Your objective: Repeat exactly, and only, the lines from the one containing "Exercise. Spot the ceiling fan light" through the end of the records.

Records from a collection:
- - - -

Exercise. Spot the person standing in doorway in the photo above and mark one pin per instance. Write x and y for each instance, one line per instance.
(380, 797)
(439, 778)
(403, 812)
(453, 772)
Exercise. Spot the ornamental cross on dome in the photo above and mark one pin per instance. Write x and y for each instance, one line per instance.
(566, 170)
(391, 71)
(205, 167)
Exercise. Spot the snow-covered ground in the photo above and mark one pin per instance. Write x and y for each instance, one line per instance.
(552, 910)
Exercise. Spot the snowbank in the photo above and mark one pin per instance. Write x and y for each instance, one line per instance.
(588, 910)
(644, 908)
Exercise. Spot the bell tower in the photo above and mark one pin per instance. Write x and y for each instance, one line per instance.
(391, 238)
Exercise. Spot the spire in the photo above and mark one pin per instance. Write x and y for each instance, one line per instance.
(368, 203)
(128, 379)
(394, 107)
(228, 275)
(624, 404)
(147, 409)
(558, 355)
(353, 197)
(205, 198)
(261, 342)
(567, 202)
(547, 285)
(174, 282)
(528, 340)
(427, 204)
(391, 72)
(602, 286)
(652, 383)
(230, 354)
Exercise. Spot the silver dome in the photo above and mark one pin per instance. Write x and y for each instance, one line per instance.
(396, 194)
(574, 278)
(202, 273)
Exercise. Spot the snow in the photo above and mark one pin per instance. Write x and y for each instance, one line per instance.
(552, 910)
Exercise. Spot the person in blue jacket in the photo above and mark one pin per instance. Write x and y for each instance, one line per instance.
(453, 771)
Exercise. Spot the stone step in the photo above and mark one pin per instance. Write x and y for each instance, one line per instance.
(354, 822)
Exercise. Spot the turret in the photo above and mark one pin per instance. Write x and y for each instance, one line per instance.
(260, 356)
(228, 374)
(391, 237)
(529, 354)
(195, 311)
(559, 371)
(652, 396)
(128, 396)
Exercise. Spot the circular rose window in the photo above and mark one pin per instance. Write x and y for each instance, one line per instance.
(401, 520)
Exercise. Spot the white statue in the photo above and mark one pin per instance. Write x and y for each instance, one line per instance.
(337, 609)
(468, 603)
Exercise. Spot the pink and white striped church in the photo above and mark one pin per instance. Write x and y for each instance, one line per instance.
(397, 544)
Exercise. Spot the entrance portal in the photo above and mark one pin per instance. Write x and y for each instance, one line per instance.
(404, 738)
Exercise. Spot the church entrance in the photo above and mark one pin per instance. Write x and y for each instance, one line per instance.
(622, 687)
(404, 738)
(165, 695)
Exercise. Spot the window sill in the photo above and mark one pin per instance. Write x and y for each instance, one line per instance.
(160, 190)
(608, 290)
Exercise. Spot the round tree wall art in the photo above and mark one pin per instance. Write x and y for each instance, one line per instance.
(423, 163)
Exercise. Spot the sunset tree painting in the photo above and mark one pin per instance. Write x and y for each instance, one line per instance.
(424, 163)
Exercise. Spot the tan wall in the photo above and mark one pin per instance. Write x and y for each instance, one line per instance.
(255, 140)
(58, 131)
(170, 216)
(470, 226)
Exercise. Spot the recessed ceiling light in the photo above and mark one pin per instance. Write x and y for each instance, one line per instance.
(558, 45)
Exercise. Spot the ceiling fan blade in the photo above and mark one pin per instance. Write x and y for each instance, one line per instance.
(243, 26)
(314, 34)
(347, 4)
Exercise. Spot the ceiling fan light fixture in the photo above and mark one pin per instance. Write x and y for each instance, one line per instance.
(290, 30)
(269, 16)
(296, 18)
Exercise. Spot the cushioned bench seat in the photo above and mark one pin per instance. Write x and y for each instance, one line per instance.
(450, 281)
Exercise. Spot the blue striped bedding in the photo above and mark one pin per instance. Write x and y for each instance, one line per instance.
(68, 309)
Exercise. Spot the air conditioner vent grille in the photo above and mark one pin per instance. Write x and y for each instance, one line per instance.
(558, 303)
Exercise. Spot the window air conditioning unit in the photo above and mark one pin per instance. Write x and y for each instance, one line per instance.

- - - -

Exercise response:
Exercise. Spot the ceiling fan light fixture in the photo above and mark one pin per instance. Write x and y for each instance, one line per instance.
(290, 30)
(269, 16)
(296, 18)
Exercise. Spot the cushioned bench seat in the photo above and mark one pin per instance. Write x and y for each instance, one line per instance.
(450, 281)
Exercise. Spot the blue striped bedding in the photo above and mark one pin per instance. Write x and y for each instance, one line per instance.
(68, 309)
Exercise. Spot the air conditioner vent grille in the photo above and mark one pin per instance. Write x and y for each instance, one line per instance.
(558, 303)
Exercise. Spot the window air conditioning unit in the photo above and mark one pin per instance. Write x and y for each instance, one line per instance.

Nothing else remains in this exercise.